Thomas Hardy (was: Re: survey results, part 1)

Melissa Proffitt Melissa at Proffitt.com
Sun Jan 2 21:14:50 EST 2000


(see how I remembered to change the subject line? :)
(okay, long post with way too much literary content--this is an Official
Warning.)

On Tue, 28 Dec 1999 16:41:30 -0500, McMullin, Elise wrote:

>> Thomas Hardy - Melissa
>I've only read Tess, and only for school.  I was deeply offended by the
>ending.  I find, upon reflection, that I am Still deeply offended by the
>ending.  There must be discussion in that!

Maybe, but I've basically given up trying to explain this to people.  I
simply find his books positive and emotionally uplifting.  This is the exact
opposite of most people's reaction (and, to hear my English teachers talk,
the opposite of what Hardy wanted, but he's dead so we can't ask him and no
I don't go in for that ouija board stuff).

I remember studying Hardy in high school and college, and the way he's
usually summed up is something along the lines of "life sucks and then you
die."  Phrases like naturalism and man vs. uncaring nature are thrown around
indiscriminately.  And his books are like this from one angle--depressing
things happen, coincidence always falls out in the worst possible way for
the hero/heroine, people suffer in ways that make you want to scream because
it's all so UNFAIR.

So here's what I see when I read Hardy.  In the first place, his prose
appeals to me and I love his descriptions.  This sort of thing matters a lot
to me when I'm reading.  It's not the only thing I read for, but I would sum
it up like this:  good prose can't keep me reading a terrible or boring
story, but bad prose will turn me off in every instance no matter how good a
storyteller the writer is.  Anyway, that's the first and least important
point when I'm talking about Thomas Hardy.

The second thing is that I am *always* interested in the stories he tells.
There's never a point where I'm tempted to just stop reading; I always want
to know what happens next.  So, although I can read Hardy's books from a
critical standpoint, usually I'm reading them for fun.  This is a circular
point--I enjoy reading Thomas Hardy because I enjoy his books--so let me
rephrase:  Hardy's books are just like any other fiction to me, as opposed
to some "literary" book I have to read for a class.  They're something I
might pick up at any time just for something to read.  (That's sort of how I
divide books in my own head: books to dissect, books to enjoy (that may or
may not be dissectable) and mind candy.  But that's another post.)

==================================================

## WRITTEN REQUEST 1:
Answer these questions from the post about Thomas Hardy:
(a) Which Hardy novel has Elise McMullin read?
(b) What phrase does the post give as the usual summing-up of Hardy?
(c) Into what three groups does the writer divide books?
## WRITTEN REQUEST 2:
Summarize the post about Thomas Hardy in two sentences.
## WRITTEN REQUEST 3:
Resume the post about Thomas Hardy from the point where it stops.
The rows that come after this point play no part in the work here.

==================================================

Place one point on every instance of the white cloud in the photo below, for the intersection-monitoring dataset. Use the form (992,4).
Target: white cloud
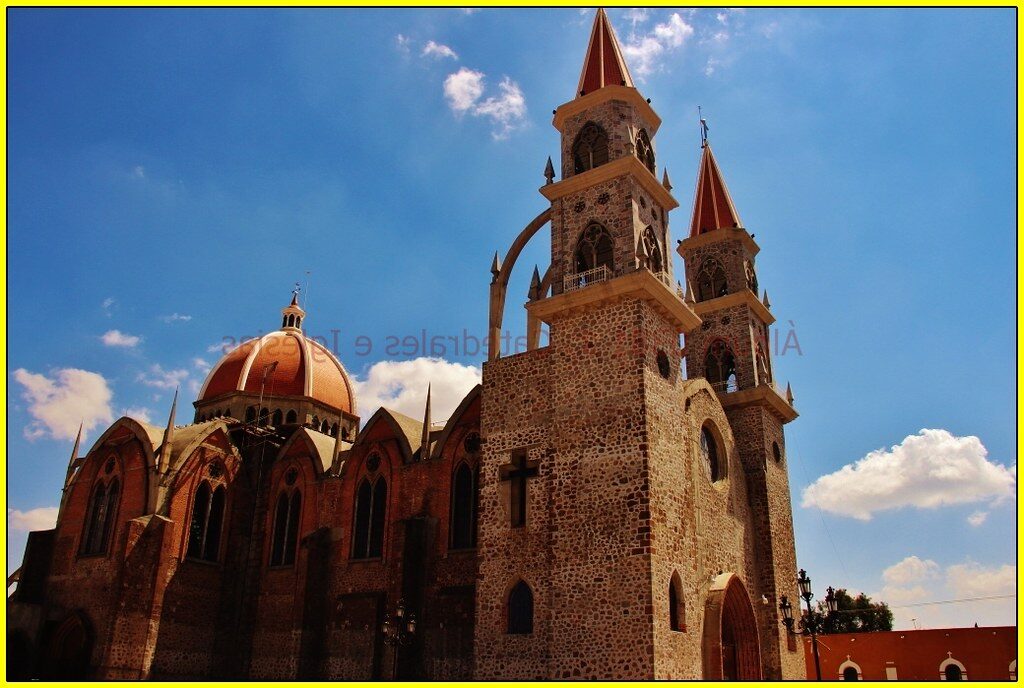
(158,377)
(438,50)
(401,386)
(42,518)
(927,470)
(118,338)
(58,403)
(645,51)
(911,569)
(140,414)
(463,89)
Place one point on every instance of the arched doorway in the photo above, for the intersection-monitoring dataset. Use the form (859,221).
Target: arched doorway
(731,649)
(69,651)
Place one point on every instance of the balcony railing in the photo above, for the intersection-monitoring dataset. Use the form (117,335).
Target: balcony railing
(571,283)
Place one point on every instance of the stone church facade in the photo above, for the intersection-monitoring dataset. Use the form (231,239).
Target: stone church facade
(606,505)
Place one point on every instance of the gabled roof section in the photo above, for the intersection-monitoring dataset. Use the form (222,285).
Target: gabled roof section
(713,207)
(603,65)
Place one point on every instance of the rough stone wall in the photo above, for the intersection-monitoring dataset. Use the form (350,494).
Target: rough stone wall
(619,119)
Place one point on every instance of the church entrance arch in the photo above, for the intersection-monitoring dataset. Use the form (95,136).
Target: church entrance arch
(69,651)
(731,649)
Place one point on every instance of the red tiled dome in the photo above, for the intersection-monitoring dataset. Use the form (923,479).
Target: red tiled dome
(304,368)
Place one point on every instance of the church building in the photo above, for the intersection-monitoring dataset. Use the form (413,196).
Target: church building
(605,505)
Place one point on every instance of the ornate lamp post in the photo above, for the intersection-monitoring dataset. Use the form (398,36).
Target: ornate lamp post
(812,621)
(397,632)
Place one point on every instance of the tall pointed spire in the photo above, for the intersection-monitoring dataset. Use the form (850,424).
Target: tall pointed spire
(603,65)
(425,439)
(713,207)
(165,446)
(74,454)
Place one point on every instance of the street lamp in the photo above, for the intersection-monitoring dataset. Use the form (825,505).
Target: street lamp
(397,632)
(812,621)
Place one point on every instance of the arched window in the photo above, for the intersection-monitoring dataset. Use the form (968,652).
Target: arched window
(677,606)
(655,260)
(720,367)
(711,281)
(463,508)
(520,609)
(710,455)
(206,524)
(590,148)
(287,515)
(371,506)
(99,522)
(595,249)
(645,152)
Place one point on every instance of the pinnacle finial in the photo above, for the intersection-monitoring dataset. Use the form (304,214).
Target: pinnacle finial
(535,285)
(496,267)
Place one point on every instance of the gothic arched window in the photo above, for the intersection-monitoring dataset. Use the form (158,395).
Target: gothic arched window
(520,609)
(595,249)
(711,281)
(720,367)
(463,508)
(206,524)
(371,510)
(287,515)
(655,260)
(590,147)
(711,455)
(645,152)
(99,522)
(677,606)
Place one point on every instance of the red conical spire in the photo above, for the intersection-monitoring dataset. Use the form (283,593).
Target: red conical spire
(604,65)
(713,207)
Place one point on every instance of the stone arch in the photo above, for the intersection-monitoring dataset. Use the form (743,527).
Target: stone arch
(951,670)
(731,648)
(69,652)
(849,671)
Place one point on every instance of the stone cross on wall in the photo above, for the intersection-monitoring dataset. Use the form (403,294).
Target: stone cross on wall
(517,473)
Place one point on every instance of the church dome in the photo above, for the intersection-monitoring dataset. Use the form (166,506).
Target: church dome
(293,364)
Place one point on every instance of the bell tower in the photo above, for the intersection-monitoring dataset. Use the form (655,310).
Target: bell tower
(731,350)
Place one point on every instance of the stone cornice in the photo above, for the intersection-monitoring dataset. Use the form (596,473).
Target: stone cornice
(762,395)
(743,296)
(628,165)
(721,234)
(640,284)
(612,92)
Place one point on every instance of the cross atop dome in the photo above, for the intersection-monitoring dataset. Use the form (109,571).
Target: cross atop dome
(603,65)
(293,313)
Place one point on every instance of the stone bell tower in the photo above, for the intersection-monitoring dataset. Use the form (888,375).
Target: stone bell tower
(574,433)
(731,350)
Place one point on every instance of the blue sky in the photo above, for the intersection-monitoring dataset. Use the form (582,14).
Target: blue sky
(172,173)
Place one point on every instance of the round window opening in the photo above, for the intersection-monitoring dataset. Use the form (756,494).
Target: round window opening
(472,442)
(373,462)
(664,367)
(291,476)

==================================================

## FINAL RESULT 1:
(a) Tess
(b) "life sucks and then you die"
(c) Books to dissect, books to enjoy, and mind candy

## FINAL RESULT 2:
The writer finds Hardy's books positive and emotionally uplifting, the opposite of most people's reaction, while granting that from one angle depressing and unfair things happen in them. The writer loves his prose and descriptions and is always interested in his stories, reading them for fun like any other fiction rather than as a "literary" book for a class.

## FINAL RESULT 3:
And I like his characters.  Even the despicable ones.  Hardy captured both
the best and the worst in people, and he never shied away from letting his
heroes turn out to be jerks in some way.  Tess Darbeyfield may have been his
one truly pure character...but I still haven't read all his books.  Should
probably do _Jude the Obscure_ soon, see what all the fuss was about.

_Tess_ is yet another story.  Again, I don't know anyone who reads this book
the way I did.  Some of it is that I really relate to Tess; it's been too
long, time to reread the book, so I can't be more specific.  Maybe Jacob
remembers the details; we had to read the book for a class we had together
in college (in which, come to think of it, I really should have let my
fellow classmates have it with both barrels, they were just too stupid for
words.  Always looking for Christ imagery--as though this is the, sorry,
Holy Grail of literary symbology--and missing every other obvious symbol
there was).  After thinking about it for a while, this is what I came up
with.  Tess spends the ENTIRE book being acted upon.  Everything that
happens to her, everything she suffers, isn't her fault.  (Now *that's*
Christ imagery.  Did my classmates come up with that?  Of course not.)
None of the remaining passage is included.